# [Source text]
--- START ---

Statement of Dr. Sidney Wolfe, Founder and Senior Adviser, Public Citizen’s Health Research Group

The U.S. Food and Drug Administration (FDA) belatedly announced today that testosterone medications have “a possible increased risk of heart attack and stroke with use.”

Public Citizen petitioned(PDF) the FDA for a black box warning concerning this cardiovascular risk on Feb. 25 of last year, but the FDA rejected this petition on July 16, arguing that there was “insufficient evidence” of the link between testosterone and cardiovascular risks for either a black box warning or a patient medication guide, which we had also requested(PDF).

The Canadian government, however, had issued a warning about such cardiovascular risk on July 15, the day before the FDA rejected our petition, stating that “several studies conducted after marketing suggest an increased risk of serious cardiovascular problems (e.g., heart attack and stroke) that may be linked to testosterone replacement products. Although these studies have limitations, they provide evidence in support of this possible association when considered as a whole.”

In the seven and a half months since the Canadian action, approximately four million prescriptions have been filled in the U.S. Had the FDA made this announcement last summer when the Canadian government acted, it would have reduced the number of U.S. prescriptions for and damage from testosterone, a medication of questionable effectiveness for a large proportion of users and one that increases the risk of heart attacks and strokes.

When the FDA rejected our petition last summer, the day after Canada had announced a warning, I stated(PDF):

“[c]onflicting conclusions by the Canadian government … and by the U.S. Food and Drug Administration (FDA) ? in its denial of our February 25, 2014, petition calling for a black box warning about these same risks ? lead to two possible explanations for this discrepancy: (1) Canadian men are more sensitive to the cardiovascular risks of testosterone than American men, thus justifying new warnings in that country, but none, at this time, in the U.S. (2) The FDA is more sensitive to pressure from doctors dispensing more than 7 million prescriptions of testosterone in the past year and from the companies selling billions of dollars of testosterone products during the past year than Canadian regulators.”

The second explanation was correct and, once again, the FDA has forgotten that it is part of the Public Health Service.

--- END ---

# [Tasks]
• 1. In the testosterone statement, rewrite the paragraph beginning "Public Citizen petitioned" more briefly, keeping its main facts.
• 2. Using the testosterone statement, explain in one to three sentences why the FDA turned down Public Citizen's petition.

# [Data shown]

--- START ---

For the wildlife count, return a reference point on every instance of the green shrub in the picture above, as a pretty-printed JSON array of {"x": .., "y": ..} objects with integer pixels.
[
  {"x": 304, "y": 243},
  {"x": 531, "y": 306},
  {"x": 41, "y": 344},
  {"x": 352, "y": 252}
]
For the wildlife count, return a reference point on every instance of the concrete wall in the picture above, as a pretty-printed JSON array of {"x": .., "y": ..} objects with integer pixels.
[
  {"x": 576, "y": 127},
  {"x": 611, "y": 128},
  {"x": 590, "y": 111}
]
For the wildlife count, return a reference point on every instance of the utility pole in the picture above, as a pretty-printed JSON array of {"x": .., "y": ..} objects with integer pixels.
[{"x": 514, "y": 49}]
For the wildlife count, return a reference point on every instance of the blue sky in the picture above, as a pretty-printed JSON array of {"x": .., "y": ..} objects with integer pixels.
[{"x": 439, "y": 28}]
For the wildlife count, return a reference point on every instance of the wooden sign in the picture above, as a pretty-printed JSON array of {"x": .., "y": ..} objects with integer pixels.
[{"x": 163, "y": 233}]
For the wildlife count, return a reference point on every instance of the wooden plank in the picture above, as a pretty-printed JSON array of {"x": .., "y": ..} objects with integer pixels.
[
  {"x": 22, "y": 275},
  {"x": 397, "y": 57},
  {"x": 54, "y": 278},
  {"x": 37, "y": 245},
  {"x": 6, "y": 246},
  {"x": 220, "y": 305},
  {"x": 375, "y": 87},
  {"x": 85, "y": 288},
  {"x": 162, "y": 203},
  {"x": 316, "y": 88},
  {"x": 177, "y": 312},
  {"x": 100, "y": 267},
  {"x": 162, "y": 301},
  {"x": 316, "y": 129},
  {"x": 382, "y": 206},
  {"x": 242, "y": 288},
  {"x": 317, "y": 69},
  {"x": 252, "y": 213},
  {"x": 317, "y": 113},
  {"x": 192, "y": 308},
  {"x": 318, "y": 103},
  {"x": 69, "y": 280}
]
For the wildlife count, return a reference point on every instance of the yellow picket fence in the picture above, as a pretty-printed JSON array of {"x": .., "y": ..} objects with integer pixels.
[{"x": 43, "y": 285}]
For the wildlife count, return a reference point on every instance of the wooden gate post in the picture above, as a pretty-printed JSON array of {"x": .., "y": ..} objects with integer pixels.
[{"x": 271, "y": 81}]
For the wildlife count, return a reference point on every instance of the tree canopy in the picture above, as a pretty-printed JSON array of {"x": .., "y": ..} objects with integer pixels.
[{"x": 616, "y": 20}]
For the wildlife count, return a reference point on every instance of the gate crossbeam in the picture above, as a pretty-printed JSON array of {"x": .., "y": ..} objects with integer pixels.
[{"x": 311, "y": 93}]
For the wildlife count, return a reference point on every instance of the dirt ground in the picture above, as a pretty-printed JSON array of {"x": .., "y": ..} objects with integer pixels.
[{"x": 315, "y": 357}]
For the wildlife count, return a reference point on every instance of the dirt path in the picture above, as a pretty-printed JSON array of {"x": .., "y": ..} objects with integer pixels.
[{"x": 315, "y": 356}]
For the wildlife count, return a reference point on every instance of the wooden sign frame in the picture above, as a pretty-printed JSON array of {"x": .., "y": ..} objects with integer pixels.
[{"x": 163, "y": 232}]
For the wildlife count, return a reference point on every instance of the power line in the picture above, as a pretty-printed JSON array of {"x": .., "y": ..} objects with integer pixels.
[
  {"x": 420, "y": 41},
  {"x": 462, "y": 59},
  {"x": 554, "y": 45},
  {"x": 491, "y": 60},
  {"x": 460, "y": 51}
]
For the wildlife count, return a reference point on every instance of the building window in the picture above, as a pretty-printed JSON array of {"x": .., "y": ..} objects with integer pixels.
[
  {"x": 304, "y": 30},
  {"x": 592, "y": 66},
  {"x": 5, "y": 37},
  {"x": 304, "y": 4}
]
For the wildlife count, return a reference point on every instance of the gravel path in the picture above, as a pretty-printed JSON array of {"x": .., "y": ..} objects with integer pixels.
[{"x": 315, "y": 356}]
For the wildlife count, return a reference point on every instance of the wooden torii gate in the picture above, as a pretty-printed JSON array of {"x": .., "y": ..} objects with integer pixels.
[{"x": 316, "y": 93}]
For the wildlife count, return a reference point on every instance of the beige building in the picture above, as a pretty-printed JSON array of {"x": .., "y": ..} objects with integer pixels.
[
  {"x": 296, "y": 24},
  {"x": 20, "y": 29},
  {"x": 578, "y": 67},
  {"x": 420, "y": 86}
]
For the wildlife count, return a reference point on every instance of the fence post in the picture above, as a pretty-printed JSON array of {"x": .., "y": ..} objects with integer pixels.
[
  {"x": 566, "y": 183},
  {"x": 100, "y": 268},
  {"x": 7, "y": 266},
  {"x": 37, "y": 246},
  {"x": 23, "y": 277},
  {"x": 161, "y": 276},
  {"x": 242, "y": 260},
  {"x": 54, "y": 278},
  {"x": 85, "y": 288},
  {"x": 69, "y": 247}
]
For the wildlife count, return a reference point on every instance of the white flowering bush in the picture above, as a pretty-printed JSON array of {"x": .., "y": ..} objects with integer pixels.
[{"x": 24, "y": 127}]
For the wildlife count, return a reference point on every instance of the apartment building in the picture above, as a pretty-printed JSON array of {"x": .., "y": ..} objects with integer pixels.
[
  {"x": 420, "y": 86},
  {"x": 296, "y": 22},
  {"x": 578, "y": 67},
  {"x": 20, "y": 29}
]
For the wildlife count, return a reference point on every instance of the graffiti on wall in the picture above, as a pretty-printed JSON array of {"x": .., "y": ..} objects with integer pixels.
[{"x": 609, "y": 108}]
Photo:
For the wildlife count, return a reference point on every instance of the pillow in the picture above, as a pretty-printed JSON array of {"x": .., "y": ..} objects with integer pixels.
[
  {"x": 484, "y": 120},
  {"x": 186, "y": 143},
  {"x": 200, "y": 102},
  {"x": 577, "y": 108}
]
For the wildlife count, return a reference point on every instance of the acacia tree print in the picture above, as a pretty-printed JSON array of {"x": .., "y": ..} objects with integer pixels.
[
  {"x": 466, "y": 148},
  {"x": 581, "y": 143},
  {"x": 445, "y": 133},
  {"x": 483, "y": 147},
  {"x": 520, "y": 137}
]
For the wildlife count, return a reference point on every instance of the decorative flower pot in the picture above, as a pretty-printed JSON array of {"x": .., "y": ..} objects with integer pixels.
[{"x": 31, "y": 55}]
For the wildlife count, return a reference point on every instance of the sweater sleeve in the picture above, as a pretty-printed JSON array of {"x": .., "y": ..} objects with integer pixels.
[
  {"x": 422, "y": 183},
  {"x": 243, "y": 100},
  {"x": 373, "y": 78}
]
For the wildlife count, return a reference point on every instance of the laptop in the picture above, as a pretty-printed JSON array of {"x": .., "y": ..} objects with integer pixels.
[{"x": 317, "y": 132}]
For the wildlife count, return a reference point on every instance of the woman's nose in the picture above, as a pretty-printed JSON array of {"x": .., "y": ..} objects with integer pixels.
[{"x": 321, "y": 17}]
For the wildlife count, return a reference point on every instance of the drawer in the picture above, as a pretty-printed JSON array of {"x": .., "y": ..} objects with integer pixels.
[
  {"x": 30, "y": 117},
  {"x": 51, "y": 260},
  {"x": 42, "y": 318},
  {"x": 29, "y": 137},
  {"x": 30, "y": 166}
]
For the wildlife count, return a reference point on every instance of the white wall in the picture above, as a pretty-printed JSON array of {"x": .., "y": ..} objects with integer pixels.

--- END ---

# [Task-by-task answers]
• 1. On Feb. 25 of last year, Public Citizen petitioned the FDA for a black box warning about testosterone's cardiovascular risk and for a patient medication guide. The FDA rejected the petition on July 16, citing "insufficient evidence" linking testosterone to cardiovascular risks.

• 2. The FDA rejected the petition because it found "insufficient evidence" of a link between testosterone and cardiovascular risks. In its view, that evidence did not justify either a black box warning or a patient medication guide.